Check each line of the data below for the string "bear". Then give the number of lines that have it, without anything else.
************
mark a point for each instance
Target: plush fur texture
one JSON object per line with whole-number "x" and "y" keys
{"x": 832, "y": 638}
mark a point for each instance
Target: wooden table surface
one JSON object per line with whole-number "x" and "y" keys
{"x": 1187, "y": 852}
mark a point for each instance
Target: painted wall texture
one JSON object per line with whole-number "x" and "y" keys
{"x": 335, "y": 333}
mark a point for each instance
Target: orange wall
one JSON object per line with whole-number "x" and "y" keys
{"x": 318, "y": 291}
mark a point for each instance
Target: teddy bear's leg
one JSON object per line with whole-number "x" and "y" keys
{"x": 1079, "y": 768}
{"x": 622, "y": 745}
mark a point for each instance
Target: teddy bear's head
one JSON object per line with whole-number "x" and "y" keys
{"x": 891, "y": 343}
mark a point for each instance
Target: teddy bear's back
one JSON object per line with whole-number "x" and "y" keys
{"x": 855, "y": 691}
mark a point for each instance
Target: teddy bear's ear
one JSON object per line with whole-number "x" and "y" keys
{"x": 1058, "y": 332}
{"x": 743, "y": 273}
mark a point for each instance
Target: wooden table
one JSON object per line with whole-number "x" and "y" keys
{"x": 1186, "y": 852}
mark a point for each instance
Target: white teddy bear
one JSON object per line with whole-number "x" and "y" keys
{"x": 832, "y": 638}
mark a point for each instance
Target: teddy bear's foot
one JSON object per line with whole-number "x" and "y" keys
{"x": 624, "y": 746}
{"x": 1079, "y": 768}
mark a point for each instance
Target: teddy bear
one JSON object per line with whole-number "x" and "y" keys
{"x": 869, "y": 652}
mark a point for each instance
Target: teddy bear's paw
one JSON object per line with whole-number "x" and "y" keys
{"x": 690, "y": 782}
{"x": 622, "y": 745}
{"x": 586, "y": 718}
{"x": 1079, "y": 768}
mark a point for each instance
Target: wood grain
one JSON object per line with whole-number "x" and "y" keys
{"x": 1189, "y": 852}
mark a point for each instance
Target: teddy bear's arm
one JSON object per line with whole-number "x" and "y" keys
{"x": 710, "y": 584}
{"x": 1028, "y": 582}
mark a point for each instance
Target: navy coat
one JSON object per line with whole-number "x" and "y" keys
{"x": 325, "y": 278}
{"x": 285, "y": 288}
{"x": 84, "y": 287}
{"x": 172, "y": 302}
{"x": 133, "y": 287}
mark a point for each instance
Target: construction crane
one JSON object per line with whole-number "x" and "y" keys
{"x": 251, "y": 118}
************
■ Solved exercise
9